__Problem to work on__: Extract every line of the items below that contains the string "comma", and copy each one in full.
═══ Input ═══
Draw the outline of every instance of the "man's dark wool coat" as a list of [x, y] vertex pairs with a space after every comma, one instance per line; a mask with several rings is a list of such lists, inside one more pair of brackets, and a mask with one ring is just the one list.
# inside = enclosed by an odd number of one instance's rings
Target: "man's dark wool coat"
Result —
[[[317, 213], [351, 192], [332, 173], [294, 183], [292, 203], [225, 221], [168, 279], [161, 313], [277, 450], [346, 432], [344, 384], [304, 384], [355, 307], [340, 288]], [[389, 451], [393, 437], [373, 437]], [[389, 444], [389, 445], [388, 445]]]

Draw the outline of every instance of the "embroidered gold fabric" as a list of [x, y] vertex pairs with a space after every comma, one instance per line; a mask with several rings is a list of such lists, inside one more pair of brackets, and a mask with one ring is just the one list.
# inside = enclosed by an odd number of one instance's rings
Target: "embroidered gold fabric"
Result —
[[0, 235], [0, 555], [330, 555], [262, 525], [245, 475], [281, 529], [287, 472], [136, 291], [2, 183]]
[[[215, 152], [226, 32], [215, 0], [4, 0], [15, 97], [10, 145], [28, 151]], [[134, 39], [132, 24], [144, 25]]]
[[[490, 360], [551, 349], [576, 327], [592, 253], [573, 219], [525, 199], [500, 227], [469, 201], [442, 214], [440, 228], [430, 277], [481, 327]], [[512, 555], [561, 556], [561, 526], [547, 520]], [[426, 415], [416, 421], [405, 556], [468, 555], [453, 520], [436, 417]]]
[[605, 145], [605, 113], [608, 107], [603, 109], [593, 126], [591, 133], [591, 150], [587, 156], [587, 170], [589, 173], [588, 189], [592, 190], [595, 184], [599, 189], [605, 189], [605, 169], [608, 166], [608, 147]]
═══
__Solution__:
Draw the outline of every instance of the "man's dark wool coat" as a list of [x, y] vertex pairs with a space after every comma, one instance per line; a mask with several rings is a list of such lists, inside one more pair of brackets, and a mask with one ring is just the one list.
Draw the outline of every instance of the "embroidered gold fabric" as a list of [x, y] vertex pairs with a space after every comma, one instance per line; a mask with several rings is a list of such lists, inside one more pair of brackets, and a mask with one ring is just the one list.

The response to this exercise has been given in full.